**INSTRUCTIONS FOR THE TASK**
Extend the court opinion on whether a resulting trust arose over the hotel property, continuing on from its final sentence.

While trusts have been divided, with reference to their creation, into express trusts, implied trusts, and resulting or constructive trusts, the circumstances under which resuiting trusts may arise are too numerous to make it possible to say that resulting trusts can arise only from certain stated sets of facts, and from no other. Hence, every case must depend and be decided upon its own particular facts and circumstances. Here, the question is, Did a resulting trust arise from the particular facts and circumstances stipulated by the parties and found by the trial court?
The facts upon which a determination of that question depends are, briefly, as follows:
April 5, 1927, Fred T. Shepherd and John Dougan executed an instrument termed a Uniform Real Estate Contract, which had for its purpose the sale and purchase of the hotel property in question. At the time of its execution the Dougans paid Shepherd the sum of $7,660.27. They went into possession of the hotel property April 10, 1927, and continued making payments from time to time for a number of years, to the making of which Shepherd consented. And the Dougans, after going into possession of the hotel, paid the taxes and continued from time to time, for a period of several years, to pay the taxes on the hotel until they had expended for that purpose the sum of $2,390.44. After going into possession of the hotel the Dougans also repaired the hotel and made improvements and continued from time to time to repair the hotel and to make improvements, expending for that purpose the sum of $1305.31. And after going into possession of the hotel the Dougans also caused the hotel to be insured, and kept it insured, and for that purpose continued from time to time to pay the insurance premiums totaling $1747, to which Shepherd also consented, and accepted the benefits.
In connection with these facts and circumstances it must be remembered that Shepherd assigned said instrument to the respondents, and also that the deed from Shepherd to respondents recites a consideration of but $11,798.36. The assignment of the instrument to respondents and the consideration recited in the deed rather strongly indicate that the parties to the deed recognized and acknowledged that the Dougans had a substantial equity in the hotel property.
That the instrument dated April 5, 1927, is void would not prevent a resulting trust from arising because a resulting trust is a trust implied by law from the transaction of the parties. It never arises out of contract or agreement that is legally enforceable, "but arises by implication of law from their acts and conduct apart from any contract, the law implying a trust where the acts of the party to be charged as trustee have been such as are in honesty and fair dealing consistent only with a purpose to hold the property in trust, notwithstanding such party may never have agreed to the trust and may have really intended to resist it." ( O'Donnell v. McCool et al., 89 Wn. 537, 154 P. 1090, 1094; 65 C. J. 368, sec. 143; see, also, National Bank v. D. W. Standrod Co., 47 Idaho 93, 100, 272 P. 700.)

**GIVEN MATERIAL**

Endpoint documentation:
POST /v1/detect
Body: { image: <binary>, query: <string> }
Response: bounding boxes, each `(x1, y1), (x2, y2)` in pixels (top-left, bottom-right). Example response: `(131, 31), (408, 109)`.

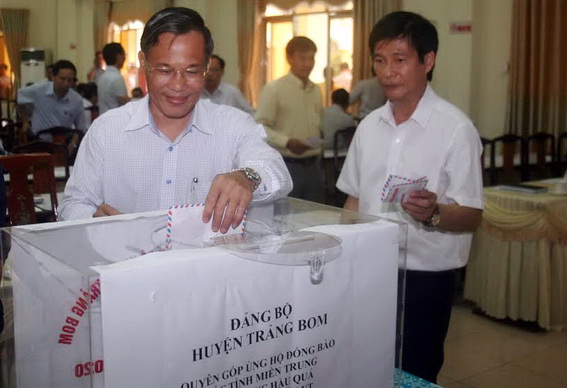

**TASK ANSWER**
Shepherd could not, as a matter of honesty and fair dealing, consent to the making of and accept payments and consent to the making of repairs, and the payment of taxes and insurance premiums, and accept the benefits, totaling $19,533.02, in the manner and as shown by the record in this case, with any purpose but to hold the hotel property in trust for the Dougans. Consequently, the law implies a purpose on his part to so hold the property, and that, too, regardless of what his actual purpose and intention was. Equity will not permit him to take the sole title to the property upon the death of his wife and thereafter continue to accept payments and deal with appellant in relation to the property as if the contract were valid and binding, without at the same time becoming liable to appellant as trustee of the fund and benefit so received. Respondents here, having notice of the terms and conditions of the instrument, and having taken an assignment thereof, and having notice of the nature of Shepherd's title and the possession of appellant, are now in no more favorable position to resist appellant's prayer than is Shepherd himself.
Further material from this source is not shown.